■ **Text passage**
^^^^
= Jacob ben Hayyim ibn Adonijah =

Jewish scholar and printer

Jacob ben Hayyim ben Isaac ibn Adonijah or Jacob ben Chayyim (c. 1470 – before 1538), was a scholar of the Masoretic (𝕸) textual notes on the Hebrew Bible, exegete and printer.
Born in Tunis and thus sometimes called al-Tunisi in Arabic, he left his native country to escape the persecutions that broke out there at the beginning of the sixteenth century. After residing in Rome and Florence, he settled in Venice, where he was engaged as corrector of the Hebrew press of Daniel Bomberg. Later in life he converted to Catholicism.

Jacob's name is known chiefly in connection with his edition of the Mikraot Gedolot (1524–25), which he supplied with Masoretic notes and an introduction which discusses the 𝕸, qere and ketib, and the discrepancies between the Talmudists and the 𝕸. The value of his activity as a Masorete was recognized even by Elia Levita, who, however, often finds fault with his selections. The Rabbinical Bible is believed to be the source text used by the translators of the King James Version.

Jacob's introduction to the Rabbinical Bible was translated into Latin by Claude Capellus in 1667, and into English by Christian David Ginsburg (Longman, 1865). Jacob also wrote a dissertation on the Targum, prefixed to the 1527 and 1543-44 editions of the Torah, and published extracts from Moses of London's Darke ha-Niqqud we-ha-Negginoth (דרכי הניקוד והנגינות), a work on niqqud, including cantillation. He revised the editio princeps of the Jerusalem Talmud (1523); Maimonides' Mishneh Torah; and of many other works from Bomberg's press.
^^^^
■ **Source data**

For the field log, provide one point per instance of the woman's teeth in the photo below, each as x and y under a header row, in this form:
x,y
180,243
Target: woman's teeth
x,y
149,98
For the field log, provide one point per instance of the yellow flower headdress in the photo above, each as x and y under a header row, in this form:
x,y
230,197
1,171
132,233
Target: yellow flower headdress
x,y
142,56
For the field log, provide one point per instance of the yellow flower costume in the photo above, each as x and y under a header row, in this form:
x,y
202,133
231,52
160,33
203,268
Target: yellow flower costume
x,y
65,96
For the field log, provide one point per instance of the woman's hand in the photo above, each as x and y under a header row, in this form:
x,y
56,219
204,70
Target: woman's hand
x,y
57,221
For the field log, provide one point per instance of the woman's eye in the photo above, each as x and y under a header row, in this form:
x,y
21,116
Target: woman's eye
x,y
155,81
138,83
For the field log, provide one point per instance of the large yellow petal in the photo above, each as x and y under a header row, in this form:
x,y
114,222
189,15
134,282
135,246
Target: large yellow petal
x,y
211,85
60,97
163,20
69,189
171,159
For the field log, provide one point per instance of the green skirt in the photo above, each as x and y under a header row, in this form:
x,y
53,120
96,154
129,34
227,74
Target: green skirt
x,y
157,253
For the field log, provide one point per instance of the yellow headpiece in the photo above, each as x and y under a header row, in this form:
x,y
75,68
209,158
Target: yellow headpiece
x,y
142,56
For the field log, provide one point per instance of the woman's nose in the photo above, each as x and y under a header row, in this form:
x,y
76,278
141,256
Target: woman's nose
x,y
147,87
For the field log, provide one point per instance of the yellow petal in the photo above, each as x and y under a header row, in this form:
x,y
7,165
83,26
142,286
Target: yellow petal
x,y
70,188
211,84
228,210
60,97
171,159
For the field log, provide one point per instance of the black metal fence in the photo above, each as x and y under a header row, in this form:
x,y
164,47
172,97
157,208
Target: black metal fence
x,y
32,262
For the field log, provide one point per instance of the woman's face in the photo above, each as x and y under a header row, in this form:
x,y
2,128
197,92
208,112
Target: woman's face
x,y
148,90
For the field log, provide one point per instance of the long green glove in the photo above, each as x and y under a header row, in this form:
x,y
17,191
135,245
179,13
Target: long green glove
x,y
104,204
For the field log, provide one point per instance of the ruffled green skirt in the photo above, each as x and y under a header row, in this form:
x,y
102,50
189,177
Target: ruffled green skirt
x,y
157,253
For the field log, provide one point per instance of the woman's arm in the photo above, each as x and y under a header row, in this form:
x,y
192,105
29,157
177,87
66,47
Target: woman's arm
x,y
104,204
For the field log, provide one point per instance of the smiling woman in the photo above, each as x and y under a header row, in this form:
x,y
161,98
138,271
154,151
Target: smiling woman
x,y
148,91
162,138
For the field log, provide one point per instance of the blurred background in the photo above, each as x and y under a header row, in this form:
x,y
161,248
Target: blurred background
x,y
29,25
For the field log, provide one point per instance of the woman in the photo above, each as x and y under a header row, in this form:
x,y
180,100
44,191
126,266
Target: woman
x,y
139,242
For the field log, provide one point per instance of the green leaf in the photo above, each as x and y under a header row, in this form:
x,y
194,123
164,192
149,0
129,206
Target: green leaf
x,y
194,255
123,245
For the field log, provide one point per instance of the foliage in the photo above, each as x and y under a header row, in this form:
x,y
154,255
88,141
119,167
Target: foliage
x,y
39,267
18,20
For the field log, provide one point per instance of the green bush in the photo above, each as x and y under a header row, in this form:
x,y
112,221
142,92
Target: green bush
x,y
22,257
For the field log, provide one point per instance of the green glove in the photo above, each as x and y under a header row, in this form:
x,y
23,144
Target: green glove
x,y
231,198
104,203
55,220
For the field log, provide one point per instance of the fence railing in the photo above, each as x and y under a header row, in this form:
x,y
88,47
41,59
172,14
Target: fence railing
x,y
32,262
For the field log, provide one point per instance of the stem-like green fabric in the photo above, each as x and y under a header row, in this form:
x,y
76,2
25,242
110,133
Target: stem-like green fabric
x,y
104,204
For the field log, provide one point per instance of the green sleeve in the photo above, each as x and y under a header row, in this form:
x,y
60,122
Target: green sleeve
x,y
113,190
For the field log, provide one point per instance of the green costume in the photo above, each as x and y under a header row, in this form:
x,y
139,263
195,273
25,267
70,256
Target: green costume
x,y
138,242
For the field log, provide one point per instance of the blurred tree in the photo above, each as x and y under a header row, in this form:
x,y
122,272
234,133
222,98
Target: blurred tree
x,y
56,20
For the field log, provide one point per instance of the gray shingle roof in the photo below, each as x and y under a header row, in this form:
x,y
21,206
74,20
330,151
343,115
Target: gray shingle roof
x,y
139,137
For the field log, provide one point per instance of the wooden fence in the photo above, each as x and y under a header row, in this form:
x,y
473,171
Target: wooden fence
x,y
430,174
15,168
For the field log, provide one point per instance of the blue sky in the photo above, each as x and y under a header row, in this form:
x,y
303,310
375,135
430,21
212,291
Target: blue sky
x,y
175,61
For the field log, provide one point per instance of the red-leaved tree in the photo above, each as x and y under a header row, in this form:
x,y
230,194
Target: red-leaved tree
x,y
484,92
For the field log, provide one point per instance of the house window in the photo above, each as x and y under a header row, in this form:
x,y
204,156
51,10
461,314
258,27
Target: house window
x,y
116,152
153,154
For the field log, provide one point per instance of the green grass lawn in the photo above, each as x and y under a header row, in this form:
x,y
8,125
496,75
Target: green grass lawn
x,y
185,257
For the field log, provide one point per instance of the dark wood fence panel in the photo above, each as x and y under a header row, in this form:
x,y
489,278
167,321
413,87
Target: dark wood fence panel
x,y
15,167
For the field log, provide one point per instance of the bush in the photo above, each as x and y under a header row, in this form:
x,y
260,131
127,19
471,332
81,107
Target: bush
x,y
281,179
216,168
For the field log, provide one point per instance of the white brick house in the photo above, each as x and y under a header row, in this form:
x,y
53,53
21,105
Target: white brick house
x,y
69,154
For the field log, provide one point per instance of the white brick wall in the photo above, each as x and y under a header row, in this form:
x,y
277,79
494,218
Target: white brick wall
^^^^
■ **Task item**
Render this sentence from the text about Jacob ben Hayyim ibn Adonijah into Spanish: "After residing in Rome and Florence, he settled in Venice, where he was engaged as corrector of the Hebrew press of Daniel Bomberg." Rely solely on the text about Jacob ben Hayyim ibn Adonijah, not on the listing.

■ **Result of the task**
Tras residir en Roma y Florencia, se estableció en Venecia, donde fue contratado como corrector de la imprenta hebrea de Daniel Bomberg.